▸ **Texte de la page**:
______________________________
L'Anorak du goéland
Haïkus. Éditiion bilingue.
Rouen, L’Instant Perpétuel, 1986.
Préface
En cette fin d’automne, sur la côte nord de la Bretagne, reprenant les carnets où ils ont vu le jour pour la première fois, je rassemble ces quelques haïkus, afin de répondre à la proposition qui m’a été faite d’en constituer un petit livre.
Je revois mentalement les lieux où ils ont été écrits : une île atlantique, un chemin de montagne à Taïwan, une vallée pyrénéenne, une rue de Kyoto, ici même…
Je pense à ces lieux et, à travers eux, à quelque chose qui porterait difficilement un nom, mais qui transparaît, peut-être, ici et là, dans cette poignée de « non-poèmes ».
Donner un titre à ce livre n’a pas été facile.
J’ai pensé d’abord à La lune dans ma soupe (voir le haïku « Repas du soir »), et à d’autres titres pris dans le texte même.
______________________________
▸ **Lignes de données**:
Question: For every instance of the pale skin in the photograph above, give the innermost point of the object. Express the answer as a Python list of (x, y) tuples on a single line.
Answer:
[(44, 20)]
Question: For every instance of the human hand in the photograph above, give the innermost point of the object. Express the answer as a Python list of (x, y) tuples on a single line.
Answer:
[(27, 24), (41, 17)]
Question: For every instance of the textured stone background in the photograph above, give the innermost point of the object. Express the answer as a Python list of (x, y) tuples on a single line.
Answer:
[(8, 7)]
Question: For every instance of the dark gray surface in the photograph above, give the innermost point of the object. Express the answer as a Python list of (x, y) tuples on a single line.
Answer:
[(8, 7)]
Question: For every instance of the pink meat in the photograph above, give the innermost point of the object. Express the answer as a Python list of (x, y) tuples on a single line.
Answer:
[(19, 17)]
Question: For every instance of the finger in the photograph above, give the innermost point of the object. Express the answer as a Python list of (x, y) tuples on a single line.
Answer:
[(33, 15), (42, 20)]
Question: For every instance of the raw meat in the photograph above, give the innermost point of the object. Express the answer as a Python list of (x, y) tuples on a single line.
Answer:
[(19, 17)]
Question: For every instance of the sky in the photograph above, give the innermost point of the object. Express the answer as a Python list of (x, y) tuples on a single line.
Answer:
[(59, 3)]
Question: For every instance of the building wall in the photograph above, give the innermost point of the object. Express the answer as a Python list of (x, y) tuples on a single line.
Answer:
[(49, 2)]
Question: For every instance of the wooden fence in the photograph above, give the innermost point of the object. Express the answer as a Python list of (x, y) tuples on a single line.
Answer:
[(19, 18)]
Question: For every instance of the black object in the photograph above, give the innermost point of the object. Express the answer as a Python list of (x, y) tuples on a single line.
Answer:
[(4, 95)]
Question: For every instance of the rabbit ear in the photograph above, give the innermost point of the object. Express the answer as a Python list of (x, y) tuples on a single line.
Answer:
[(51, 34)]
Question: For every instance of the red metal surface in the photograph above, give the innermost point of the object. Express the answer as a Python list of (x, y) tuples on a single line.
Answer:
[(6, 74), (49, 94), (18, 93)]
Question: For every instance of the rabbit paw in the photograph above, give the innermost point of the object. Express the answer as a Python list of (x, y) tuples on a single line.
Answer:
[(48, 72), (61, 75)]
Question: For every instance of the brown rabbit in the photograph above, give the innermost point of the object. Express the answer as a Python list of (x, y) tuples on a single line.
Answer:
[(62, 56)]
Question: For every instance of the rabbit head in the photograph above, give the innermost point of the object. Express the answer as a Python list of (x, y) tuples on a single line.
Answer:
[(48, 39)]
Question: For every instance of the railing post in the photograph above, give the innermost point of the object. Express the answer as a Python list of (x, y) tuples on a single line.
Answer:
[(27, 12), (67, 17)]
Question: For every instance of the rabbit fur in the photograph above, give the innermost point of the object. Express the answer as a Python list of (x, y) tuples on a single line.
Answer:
______________________________
▸ **Consigne 1**: Transforme en tableau Markdown les lignes des enregistrements, en partant de celle qui contient « Question: For every instance of the finger » et en allant jusqu'à celle qui contient « [(33, 15), (42, 20)] », les deux comprises et sans les lignes vides. Le tableau a deux colonnes, « Numéro » pour le numéro de rang et « Ligne » pour la ligne.
▸ **Consigne 2**: Continue la préface du recueil de haïkus après sa dernière phrase.
Le texte et les enregistrements n'ont rien à voir l'un avec l'autre.

▸ **Bonne réponse 1**:
| Numéro | Ligne |
|---|---|
| 1 | Question: For every instance of the finger in the photograph above, give the innermost point of the object. Express the answer as a Python list of (x, y) tuples on a single line. |
| 2 | Answer: |
| 3 | [(33, 15), (42, 20)] |

▸ **Bonne réponse 2**:
Puis, à un moment donné, j’ai ouvert au hasart un livre de koan (« phrases à creuser ») zen. À la question du maître : « Quand il n’y a plus d’endroit où aller, que se passe-t-il ? » l’élève répond : « Quelques pierres sur un vieux chemin. »
Cela m’a beaucoup tenté, car ces mots : Quelques pierres sur un vieux chemin expriment une idée qui me tient beaucoup à cœur, celle d’une continuité d’efforts à travers l’espace et le temps.
Mais aujourd'hui, jour de pluie, alors que je me promenais sous les cris des goélands dans la grisaille marine, pensant au manteau de pluie que le vieux maître Bashô voulait offrir au petit singe trempé, un titre s’est enfin imposé : L’Anorak du goéland.
Et, dès ce jour, je fonde l’École de l’anorak, basée sur l’idée de haiku-walking (la « promenade-haïku »). Cette école constituera la section ambulante de l’Académie des goélands, consacrée à l’écologie de l’esprit, à la philosophie naturelle, et à la préservation poétique du monde.
K. W.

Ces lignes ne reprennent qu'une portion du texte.